# start of Records

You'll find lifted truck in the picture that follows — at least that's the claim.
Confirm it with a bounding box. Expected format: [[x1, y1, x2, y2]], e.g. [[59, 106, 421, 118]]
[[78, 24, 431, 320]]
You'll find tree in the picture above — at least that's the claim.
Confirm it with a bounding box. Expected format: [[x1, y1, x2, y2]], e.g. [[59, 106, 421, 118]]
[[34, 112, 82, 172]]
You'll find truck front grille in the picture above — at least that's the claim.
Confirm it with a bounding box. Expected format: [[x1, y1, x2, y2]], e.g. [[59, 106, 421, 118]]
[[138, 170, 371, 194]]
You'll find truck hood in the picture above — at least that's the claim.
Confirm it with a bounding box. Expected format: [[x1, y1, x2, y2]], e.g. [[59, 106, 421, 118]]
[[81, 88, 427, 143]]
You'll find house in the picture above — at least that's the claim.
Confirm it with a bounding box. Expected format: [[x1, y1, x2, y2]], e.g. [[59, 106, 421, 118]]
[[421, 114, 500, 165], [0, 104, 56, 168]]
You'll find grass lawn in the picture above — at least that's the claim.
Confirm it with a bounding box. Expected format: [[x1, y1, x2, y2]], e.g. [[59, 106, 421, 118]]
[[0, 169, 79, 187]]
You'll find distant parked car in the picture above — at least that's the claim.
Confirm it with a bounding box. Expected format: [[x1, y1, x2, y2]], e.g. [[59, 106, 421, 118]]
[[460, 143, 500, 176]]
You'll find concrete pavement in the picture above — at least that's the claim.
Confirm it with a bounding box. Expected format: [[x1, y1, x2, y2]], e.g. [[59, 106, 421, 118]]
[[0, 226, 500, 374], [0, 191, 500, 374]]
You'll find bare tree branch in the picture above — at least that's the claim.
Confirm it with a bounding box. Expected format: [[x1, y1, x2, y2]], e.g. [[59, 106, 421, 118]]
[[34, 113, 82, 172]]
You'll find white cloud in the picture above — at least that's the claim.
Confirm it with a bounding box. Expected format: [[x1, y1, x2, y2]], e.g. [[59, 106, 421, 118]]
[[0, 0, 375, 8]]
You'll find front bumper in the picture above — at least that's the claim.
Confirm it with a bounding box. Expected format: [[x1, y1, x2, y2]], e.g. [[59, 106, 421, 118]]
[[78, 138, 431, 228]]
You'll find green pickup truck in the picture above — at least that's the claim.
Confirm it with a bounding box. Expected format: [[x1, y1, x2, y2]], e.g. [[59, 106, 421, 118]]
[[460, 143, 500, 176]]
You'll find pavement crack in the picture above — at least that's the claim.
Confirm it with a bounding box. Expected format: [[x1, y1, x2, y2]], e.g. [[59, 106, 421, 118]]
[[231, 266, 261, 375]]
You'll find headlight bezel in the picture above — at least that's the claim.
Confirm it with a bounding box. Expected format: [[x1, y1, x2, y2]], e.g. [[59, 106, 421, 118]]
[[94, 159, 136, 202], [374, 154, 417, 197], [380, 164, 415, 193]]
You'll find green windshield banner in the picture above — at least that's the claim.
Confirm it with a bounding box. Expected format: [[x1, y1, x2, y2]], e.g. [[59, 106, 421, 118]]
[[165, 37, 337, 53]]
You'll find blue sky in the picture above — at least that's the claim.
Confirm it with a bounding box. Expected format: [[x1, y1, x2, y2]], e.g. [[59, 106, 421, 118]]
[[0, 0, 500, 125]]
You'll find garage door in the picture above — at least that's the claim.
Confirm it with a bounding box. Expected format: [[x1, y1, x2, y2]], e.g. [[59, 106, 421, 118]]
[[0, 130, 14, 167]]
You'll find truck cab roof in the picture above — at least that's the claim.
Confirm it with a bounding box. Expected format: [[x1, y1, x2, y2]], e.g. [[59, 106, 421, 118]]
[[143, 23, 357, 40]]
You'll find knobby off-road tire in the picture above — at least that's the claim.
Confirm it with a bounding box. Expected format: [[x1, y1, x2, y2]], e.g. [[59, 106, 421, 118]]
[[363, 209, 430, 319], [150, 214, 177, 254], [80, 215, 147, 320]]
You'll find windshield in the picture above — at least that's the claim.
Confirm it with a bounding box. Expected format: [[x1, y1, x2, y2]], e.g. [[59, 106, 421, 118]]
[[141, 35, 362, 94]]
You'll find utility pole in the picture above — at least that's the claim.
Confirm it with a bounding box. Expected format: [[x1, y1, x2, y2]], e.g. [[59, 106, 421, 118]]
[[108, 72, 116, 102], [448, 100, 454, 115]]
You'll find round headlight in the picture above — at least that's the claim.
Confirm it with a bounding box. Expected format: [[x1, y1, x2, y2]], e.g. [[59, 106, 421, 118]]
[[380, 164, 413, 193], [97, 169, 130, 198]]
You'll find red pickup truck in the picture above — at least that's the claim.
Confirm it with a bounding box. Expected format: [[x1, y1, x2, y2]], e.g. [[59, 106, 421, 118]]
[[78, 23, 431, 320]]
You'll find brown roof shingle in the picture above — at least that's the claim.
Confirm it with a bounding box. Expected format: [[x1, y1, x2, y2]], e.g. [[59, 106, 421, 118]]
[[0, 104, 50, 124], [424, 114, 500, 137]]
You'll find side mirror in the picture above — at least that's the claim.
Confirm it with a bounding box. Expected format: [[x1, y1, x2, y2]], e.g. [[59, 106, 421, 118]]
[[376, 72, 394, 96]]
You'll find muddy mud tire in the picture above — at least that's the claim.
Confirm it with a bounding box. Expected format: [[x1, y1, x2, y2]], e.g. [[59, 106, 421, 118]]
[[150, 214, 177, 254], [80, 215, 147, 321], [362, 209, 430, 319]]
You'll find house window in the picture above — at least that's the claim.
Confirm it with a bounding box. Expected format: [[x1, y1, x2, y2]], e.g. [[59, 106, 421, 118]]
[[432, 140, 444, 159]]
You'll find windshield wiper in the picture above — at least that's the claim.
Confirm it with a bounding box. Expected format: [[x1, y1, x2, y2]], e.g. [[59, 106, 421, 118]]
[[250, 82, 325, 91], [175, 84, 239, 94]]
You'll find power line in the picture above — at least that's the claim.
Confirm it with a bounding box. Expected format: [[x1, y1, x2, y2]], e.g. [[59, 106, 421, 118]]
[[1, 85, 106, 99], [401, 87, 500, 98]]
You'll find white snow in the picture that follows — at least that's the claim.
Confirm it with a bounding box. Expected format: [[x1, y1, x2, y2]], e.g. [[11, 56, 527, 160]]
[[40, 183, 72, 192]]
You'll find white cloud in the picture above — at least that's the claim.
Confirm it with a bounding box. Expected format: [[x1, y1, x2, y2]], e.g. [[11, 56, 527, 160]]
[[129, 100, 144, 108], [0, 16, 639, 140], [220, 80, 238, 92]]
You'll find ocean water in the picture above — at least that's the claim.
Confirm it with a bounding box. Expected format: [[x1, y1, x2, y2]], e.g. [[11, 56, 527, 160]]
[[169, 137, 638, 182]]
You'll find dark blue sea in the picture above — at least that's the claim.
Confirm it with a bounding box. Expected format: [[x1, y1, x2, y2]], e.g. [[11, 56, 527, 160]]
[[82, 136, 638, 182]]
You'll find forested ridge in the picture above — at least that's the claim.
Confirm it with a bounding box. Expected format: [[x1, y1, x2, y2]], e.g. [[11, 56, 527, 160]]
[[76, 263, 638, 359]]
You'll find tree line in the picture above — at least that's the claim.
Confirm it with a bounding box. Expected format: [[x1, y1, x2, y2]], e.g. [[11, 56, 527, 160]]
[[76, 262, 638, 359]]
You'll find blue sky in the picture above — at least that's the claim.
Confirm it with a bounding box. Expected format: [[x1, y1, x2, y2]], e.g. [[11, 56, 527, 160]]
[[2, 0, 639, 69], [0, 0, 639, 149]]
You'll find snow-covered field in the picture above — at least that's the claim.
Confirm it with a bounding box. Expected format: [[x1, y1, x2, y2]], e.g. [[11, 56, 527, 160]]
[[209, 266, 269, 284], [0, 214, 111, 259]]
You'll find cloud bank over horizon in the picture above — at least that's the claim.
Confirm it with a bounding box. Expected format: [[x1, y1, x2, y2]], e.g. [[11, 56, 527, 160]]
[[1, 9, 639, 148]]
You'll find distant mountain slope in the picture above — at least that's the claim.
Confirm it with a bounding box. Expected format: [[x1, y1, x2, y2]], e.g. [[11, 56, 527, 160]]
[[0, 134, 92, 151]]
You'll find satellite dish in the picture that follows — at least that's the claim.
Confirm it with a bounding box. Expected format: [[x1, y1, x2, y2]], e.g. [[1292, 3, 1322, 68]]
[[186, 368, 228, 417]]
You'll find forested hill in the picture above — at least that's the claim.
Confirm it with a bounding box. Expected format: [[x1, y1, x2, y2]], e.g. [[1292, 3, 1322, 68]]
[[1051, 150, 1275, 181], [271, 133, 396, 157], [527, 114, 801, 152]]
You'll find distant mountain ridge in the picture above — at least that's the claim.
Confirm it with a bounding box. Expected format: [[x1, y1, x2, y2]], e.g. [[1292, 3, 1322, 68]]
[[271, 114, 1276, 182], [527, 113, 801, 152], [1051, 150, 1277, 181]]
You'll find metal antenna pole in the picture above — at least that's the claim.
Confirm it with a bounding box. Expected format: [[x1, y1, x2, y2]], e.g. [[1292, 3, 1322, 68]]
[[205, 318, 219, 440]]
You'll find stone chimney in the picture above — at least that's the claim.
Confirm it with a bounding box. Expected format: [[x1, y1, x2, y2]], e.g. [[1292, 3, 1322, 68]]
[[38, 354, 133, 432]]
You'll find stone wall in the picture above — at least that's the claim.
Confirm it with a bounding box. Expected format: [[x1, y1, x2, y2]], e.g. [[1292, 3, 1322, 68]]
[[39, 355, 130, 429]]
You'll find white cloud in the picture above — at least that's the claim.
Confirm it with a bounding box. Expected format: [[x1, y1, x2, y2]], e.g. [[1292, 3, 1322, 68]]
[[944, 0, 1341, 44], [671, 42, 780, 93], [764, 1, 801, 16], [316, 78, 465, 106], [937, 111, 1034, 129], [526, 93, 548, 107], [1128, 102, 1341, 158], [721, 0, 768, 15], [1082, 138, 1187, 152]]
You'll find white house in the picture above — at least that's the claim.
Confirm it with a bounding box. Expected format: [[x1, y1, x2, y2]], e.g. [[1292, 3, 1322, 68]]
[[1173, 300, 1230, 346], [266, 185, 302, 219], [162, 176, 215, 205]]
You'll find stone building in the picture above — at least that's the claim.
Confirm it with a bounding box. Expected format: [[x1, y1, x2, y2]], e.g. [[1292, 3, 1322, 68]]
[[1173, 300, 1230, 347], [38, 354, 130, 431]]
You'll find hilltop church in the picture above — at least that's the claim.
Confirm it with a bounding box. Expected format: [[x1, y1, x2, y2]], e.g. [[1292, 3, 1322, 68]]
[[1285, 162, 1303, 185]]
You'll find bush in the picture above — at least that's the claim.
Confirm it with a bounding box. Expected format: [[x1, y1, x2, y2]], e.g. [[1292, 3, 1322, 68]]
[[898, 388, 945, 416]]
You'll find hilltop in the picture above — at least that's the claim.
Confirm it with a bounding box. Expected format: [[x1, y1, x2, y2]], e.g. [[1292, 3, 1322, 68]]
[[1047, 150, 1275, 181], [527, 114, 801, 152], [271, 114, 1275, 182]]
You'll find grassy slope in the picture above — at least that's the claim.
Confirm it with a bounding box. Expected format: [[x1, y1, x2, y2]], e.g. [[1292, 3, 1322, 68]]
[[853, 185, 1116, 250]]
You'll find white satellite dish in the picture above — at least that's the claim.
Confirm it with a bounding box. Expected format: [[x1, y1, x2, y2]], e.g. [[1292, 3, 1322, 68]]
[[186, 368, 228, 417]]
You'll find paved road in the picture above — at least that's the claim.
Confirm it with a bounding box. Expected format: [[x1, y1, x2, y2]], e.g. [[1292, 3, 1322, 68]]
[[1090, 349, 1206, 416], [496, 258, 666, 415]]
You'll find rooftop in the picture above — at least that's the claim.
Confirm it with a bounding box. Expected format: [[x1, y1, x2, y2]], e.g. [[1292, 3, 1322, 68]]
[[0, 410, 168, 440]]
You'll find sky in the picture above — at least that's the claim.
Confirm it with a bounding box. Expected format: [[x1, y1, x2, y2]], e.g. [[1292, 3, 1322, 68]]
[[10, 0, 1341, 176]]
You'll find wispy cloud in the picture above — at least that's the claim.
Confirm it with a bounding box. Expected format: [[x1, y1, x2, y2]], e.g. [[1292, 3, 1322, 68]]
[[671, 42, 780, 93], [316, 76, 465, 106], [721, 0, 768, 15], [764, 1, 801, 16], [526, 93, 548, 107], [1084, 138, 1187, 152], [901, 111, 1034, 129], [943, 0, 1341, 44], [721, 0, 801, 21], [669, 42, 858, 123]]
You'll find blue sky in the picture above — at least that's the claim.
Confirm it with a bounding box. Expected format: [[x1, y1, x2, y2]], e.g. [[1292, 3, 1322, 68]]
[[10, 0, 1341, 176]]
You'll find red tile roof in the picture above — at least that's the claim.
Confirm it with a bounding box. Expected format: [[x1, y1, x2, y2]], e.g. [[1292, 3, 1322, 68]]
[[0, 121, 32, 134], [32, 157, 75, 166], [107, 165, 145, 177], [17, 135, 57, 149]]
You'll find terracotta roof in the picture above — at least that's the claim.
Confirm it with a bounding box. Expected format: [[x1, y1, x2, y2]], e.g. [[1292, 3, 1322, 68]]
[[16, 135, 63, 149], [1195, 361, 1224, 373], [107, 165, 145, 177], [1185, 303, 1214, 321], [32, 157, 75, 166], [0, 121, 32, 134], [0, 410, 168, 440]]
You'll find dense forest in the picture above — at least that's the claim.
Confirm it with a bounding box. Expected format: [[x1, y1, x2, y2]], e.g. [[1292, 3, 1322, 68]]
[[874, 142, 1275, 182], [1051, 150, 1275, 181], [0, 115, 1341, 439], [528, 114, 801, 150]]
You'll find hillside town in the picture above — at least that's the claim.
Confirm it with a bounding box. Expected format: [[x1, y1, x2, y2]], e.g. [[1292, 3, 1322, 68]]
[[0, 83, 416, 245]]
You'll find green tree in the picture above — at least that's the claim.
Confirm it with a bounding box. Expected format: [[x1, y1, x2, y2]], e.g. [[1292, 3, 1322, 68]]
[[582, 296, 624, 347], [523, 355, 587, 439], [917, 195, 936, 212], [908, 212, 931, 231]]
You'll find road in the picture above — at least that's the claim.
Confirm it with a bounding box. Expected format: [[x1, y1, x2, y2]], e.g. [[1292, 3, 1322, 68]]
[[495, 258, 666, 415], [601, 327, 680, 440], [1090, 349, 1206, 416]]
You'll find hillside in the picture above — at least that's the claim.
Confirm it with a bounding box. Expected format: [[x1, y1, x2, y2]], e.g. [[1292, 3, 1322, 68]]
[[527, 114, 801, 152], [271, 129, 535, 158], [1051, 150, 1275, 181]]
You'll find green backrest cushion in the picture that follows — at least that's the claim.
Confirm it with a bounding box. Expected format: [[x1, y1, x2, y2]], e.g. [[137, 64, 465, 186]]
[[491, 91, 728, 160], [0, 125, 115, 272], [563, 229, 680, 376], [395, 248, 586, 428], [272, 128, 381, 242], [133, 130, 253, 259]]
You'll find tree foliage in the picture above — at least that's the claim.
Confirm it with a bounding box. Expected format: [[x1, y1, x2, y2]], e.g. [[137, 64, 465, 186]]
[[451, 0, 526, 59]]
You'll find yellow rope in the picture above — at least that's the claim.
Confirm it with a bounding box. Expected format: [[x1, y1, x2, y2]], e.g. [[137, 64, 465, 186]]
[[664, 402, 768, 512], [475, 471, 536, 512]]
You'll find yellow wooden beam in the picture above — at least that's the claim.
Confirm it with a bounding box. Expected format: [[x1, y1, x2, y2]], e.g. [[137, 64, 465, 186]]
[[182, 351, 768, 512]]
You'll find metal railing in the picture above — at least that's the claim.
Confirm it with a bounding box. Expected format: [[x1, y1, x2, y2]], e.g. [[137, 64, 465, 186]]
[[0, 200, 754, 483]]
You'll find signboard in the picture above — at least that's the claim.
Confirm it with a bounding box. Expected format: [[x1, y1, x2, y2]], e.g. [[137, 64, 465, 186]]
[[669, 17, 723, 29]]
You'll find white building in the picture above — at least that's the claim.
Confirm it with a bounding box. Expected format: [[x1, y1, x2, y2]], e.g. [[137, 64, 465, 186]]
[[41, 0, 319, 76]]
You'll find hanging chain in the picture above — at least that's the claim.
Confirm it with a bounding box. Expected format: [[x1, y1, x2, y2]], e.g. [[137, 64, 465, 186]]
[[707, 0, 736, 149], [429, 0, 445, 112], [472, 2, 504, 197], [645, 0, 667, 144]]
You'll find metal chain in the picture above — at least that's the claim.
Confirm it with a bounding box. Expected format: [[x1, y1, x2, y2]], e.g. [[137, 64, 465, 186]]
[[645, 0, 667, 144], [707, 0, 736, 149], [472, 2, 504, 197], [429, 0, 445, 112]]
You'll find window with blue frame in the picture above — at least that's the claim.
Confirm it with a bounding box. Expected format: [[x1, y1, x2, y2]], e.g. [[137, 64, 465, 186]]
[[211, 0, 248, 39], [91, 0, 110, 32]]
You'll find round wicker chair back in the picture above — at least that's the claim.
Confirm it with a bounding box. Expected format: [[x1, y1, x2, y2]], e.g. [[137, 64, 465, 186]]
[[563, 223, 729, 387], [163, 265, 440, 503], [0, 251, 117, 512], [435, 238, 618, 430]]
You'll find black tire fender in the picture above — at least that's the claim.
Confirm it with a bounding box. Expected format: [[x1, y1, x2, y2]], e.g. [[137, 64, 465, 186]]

# end of Records

Directions for this task:
Reproduce every line of the data from the line containing "You'll find red tile" through the line containing "[[451, 0, 526, 59]]", shifting each bounding-box coordinate in the answers up by 81. Leave all other text on those lines unchanged.

Answer to the problem:
You'll find red tile roof in the picture above — at least that's the claim.
Confirm it with a bounding box. Expected format: [[x1, y1, x2, y2]], e.g. [[1292, 3, 1322, 68]]
[[81, 202, 113, 215], [113, 238, 156, 247], [188, 246, 226, 258], [98, 216, 138, 230]]
You'll find terracotta roof in the picture above — at least that's the claim.
Confirm it with a bounding box. Expected format: [[x1, y1, x2, y2]], e.g. [[1292, 3, 1322, 68]]
[[97, 216, 144, 230], [1276, 442, 1305, 454], [188, 246, 226, 258], [1266, 384, 1295, 402], [113, 238, 156, 247], [81, 202, 113, 215], [81, 491, 249, 521]]
You'll find dense forest in the picture above — at least that's the claim.
Confirm it with a bounding box. Expected format: [[x1, y1, x2, y2]], e.g. [[1292, 3, 1322, 68]]
[[955, 223, 1356, 263], [1132, 231, 1356, 262], [81, 196, 1422, 520], [609, 195, 882, 231]]
You'll find hillside town in the picture above — at least that's the claim.
Confirm it with a bounding box. Expected format: [[x1, y1, x2, y2]], e.g. [[1292, 3, 1322, 68]]
[[81, 164, 497, 326]]
You'll find green tree in the picture above — at least that's the claim.
Confirm it with a bounding box. Expected format: [[x1, y1, x2, y2]], e.g. [[1292, 3, 1322, 68]]
[[663, 377, 705, 428], [604, 436, 668, 520], [998, 276, 1017, 293], [989, 293, 1012, 312]]
You'll find road in the picture above — at least that's the claim.
Confirm it with a bounding box. Expected format: [[x1, y1, x2, y2]], e.g. [[1292, 3, 1322, 68]]
[[576, 339, 747, 496], [682, 408, 761, 521], [1171, 430, 1287, 497]]
You'll find hillside in the picture above — at least that's the claim.
Confirm it with a bounding box. Expected format: [[x1, y1, x2, y2]], e.g. [[1292, 3, 1322, 68]]
[[608, 195, 882, 233], [352, 210, 616, 239], [1132, 231, 1356, 262]]
You'll find green backrest cushion in the picture that follows — at least that's the claim.
Confirm it with a bounding box. Expected format: [[x1, y1, x2, y2]], e.g. [[137, 64, 465, 186]]
[[572, 172, 809, 241], [81, 206, 196, 353], [644, 310, 761, 457], [476, 329, 667, 509], [353, 209, 462, 323], [214, 211, 334, 340]]
You'll find tree foliage in the picture above — at least that's the claim.
Confirm it with a bounding box. Expected format: [[x1, y1, x2, y2]], e.g. [[137, 64, 465, 186]]
[[532, 81, 607, 140]]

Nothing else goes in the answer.